-- start Records --

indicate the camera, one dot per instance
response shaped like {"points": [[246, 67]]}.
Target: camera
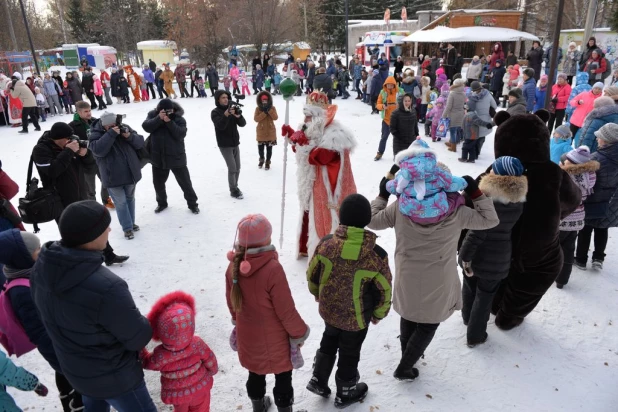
{"points": [[83, 144], [123, 128], [236, 106]]}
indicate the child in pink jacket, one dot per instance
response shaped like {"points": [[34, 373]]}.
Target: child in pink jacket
{"points": [[186, 363]]}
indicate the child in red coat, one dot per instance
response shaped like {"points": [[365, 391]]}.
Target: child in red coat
{"points": [[186, 363]]}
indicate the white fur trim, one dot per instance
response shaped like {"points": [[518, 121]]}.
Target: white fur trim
{"points": [[412, 151]]}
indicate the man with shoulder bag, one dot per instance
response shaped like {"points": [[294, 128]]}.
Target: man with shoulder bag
{"points": [[62, 161]]}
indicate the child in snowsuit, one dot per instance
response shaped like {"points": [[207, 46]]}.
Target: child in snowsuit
{"points": [[16, 377], [266, 133], [41, 103], [560, 143], [485, 255], [436, 115], [346, 308], [186, 363], [582, 170], [267, 323]]}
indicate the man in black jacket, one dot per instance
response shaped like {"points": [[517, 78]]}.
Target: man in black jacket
{"points": [[82, 120], [226, 122], [168, 130], [62, 164], [95, 327]]}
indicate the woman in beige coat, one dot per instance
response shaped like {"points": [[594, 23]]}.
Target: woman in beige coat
{"points": [[266, 133], [427, 288]]}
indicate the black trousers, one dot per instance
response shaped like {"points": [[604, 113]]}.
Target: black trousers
{"points": [[348, 344], [414, 338], [159, 177], [269, 151], [478, 295], [583, 244], [567, 243], [283, 390], [29, 112], [556, 118]]}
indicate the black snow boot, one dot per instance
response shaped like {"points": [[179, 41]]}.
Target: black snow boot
{"points": [[322, 368], [349, 392], [261, 405]]}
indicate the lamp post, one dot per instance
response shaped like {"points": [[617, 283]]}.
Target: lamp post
{"points": [[23, 12]]}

-- end Records --

**Brief**
Render the part of the records that opens with the line containing "indicate the man with" and closes at the end of the records as a numbered list, one item per line, with blank lines left out.

**Correct output**
1. indicate the man with shoulder bag, one dot per instance
2. response shaped like {"points": [[294, 128]]}.
3. Target: man with shoulder bag
4. {"points": [[62, 161]]}
5. indicate the child in snowsuit, one dot per instance
6. response shaped like {"points": [[207, 46]]}.
7. Target: child in snowsuit
8. {"points": [[16, 377], [266, 133], [41, 103], [560, 143], [485, 255], [436, 115], [346, 308], [186, 363], [582, 170], [267, 323]]}
9. indicate the man in black jacket, one dot per instance
10. response shaped like {"points": [[517, 78]]}.
11. Target: man in black jacket
12. {"points": [[82, 120], [226, 122], [168, 130], [62, 164], [95, 327]]}
13. indicate the woman in beige coat, one dot per instance
14. response shaped like {"points": [[594, 23]]}.
15. Target: woman in beige coat
16. {"points": [[266, 133], [427, 288]]}
17. indicate the black trousers, one dot per instance
18. response shaped like {"points": [[604, 113]]}.
19. Target: black trousers
20. {"points": [[348, 344], [414, 338], [159, 177], [269, 151], [478, 295], [583, 244], [567, 243], [283, 390], [29, 112], [556, 118]]}
21. indicate the black snow boot, one dot per instance
22. response shaped like {"points": [[179, 41]]}.
23. Target: black snow boot
24. {"points": [[322, 368], [349, 392], [261, 405]]}
25. indicate the lamp post, one dot per instance
26. response shaped like {"points": [[617, 283]]}.
27. Target: lamp post
28. {"points": [[23, 12]]}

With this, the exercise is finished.